### What you need to do
(a) Answer these questions about the abstract on radiology residents and global health imaging, one line each:
(i) How many residents responded to the survey?
(ii) To which residents was the electronic survey distributed?
(iii) What percentage of respondents said their residency program offers no opportunities to participate in global health imaging experiences?
(b) Resume the abstract on radiology residents and global health imaging, starting after its last sentence.

### Selected excerpt
[Start of section]
Rationale and objectives: To measure perceptions of radiology residents regarding the imaging needs of the developing world and the potential role of an organized global health imaging curriculum during residency training.
Materials and methods: An electronic survey was created and then distributed to residents in accredited US radiology residency.
Results: Two hundred ninety-four residents responded to the survey. A majority (61%) planned to pursue future international medical aid work, even though a similar proportion (59%) believed that they would be ill-prepared with their current training to pursue this career goal. The vast majority (91%) of respondents stated that their residency program offers no opportunities to participate in global health imaging experiences. Most surveyed residents felt that an organized global health imaging curriculum would improve understanding of basic disease processes (87%) and cost-conscious care (82%), prepare residents for lifelong involvement in global health (80%), and increase interpretative skills in basic radiology modalities (73%). If such a curriculum were available, most (62%) of surveyed residents stated that they would be likely or very likely to participate. Many (58%) believed the availability of such a program would have influenced their choice of residency program; a similar proportion of residents (75%) believed that the availability of a global health imaging curriculum would increase recruitment to the field of radiology.
[End of section]
### Data shown
[Start of section]
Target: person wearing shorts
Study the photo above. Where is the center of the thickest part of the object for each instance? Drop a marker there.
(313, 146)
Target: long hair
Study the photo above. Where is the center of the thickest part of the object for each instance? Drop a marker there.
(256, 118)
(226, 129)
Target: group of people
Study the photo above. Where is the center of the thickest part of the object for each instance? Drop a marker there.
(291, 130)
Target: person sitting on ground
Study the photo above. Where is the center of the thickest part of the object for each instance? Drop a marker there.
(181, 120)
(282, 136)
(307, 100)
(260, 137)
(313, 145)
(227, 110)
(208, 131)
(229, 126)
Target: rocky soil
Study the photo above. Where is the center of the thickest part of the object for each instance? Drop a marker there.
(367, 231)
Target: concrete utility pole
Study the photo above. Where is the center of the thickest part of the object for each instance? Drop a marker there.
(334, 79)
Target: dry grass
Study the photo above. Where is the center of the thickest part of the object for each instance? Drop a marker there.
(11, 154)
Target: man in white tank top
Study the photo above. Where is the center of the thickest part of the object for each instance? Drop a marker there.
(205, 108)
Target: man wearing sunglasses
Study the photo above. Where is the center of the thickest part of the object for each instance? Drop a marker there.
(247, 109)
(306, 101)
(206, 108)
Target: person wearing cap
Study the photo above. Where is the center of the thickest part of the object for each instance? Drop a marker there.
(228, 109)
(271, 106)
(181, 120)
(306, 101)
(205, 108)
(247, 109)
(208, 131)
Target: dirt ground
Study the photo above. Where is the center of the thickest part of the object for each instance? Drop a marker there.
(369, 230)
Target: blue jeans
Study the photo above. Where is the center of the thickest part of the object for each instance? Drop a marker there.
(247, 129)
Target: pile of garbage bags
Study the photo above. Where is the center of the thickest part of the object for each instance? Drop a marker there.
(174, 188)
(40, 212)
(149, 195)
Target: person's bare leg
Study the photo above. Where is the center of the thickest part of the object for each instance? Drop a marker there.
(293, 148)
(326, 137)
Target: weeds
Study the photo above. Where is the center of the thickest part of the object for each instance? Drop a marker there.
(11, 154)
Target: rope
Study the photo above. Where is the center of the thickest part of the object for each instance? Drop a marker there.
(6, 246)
[End of section]
### Expected responses
(a)
(i) Two hundred ninety-four.
(ii) Residents in accredited US radiology residency.
(iii) 91%.

(b)
Conclusion: Many radiology residents are motivated to acquire global health imaging experience, with most survey respondents planning to participate in global health initiatives. These data demonstrate an imbalance between the level of resident interest and the availability of global health imaging opportunities, and support the need for discussion on how to implement global health imaging training within radiology residency programs.